Starting at the line below that contains "the bush, imagine", print each line through the end of the records exactly as it appears.
╭──
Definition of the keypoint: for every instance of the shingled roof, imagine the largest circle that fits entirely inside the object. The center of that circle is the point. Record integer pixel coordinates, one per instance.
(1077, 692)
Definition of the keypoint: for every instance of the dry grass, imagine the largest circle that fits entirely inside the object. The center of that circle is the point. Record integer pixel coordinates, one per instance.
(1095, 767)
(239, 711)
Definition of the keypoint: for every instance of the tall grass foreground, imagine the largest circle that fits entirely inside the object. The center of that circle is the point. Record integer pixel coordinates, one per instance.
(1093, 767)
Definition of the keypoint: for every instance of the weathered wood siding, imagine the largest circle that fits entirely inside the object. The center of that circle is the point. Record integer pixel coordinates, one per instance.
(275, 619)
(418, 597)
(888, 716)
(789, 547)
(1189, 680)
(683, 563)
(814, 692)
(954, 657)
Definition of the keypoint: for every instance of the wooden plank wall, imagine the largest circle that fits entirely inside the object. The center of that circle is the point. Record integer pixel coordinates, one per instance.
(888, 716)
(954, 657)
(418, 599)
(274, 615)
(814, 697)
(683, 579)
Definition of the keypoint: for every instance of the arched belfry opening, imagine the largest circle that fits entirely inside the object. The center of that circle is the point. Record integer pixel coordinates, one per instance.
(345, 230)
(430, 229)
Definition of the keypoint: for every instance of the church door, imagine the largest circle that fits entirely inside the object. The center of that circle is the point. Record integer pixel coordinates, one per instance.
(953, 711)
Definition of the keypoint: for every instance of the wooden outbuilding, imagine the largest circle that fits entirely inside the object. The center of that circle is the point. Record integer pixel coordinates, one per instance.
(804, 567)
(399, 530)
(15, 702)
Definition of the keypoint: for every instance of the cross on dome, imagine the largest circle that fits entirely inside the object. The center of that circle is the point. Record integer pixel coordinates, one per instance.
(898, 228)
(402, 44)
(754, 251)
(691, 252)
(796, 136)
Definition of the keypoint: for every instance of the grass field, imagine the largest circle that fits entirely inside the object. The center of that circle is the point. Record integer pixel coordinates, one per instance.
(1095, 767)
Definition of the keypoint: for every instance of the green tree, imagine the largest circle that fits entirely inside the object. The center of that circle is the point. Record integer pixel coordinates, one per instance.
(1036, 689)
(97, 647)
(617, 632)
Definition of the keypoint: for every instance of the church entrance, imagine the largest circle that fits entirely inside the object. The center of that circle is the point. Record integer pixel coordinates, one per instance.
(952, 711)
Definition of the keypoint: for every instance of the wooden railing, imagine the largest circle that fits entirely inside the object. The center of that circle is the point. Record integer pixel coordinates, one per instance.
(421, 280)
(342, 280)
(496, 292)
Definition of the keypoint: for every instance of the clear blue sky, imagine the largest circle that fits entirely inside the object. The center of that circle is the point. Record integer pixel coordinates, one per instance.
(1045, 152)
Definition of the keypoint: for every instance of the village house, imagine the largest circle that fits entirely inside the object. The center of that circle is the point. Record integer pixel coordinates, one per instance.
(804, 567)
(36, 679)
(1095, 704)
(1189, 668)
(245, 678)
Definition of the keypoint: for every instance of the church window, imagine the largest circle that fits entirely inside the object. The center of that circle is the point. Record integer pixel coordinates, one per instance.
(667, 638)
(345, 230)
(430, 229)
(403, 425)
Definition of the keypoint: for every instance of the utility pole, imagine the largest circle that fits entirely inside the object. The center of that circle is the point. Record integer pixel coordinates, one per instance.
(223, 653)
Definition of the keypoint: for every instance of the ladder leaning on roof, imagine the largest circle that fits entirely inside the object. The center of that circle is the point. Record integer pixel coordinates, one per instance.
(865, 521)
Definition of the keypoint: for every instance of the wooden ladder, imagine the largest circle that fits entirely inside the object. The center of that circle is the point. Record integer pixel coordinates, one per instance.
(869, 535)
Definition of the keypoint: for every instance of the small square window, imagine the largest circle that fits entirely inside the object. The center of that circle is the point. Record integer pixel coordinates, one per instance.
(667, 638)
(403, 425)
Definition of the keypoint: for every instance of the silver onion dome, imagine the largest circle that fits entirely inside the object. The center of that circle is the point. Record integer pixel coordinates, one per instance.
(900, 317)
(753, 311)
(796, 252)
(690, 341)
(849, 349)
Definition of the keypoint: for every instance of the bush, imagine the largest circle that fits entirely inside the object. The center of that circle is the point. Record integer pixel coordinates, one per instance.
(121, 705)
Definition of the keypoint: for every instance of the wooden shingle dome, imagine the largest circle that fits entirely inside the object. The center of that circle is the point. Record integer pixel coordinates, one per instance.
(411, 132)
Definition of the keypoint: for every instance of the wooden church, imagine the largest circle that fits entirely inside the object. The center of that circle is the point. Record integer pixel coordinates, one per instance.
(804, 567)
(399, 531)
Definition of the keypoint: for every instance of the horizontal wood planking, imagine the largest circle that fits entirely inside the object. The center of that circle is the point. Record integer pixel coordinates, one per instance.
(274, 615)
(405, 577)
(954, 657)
╰──
_RIGHT ANSWER_
Definition of the keypoint: for every instance of the bush, imagine the largest circle that fits entirely inside the object. The center of that circle is the point. Record integer pixel coordinates, one per instance.
(121, 705)
Definition of the keypoint: for every instance of the wooden shingle dome, imagine the largest circle that fits entirely inside the object. The center of that circle is the point. Record integer pixel coordinates, one per instance.
(411, 132)
Definition of the keypoint: for every instance of the wooden church, imagine the largest circle that fits entirely inside the object. The center of that circle is the point. Record integer pixel coordinates, one per instance.
(804, 567)
(399, 531)
Definition of the keypoint: for every instance of the horizontal wood planking, imagine the largest circle that fits entirely inside the object. The center of that circle is the point. Record integer pixel coordinates, one per instance.
(274, 615)
(405, 577)
(954, 657)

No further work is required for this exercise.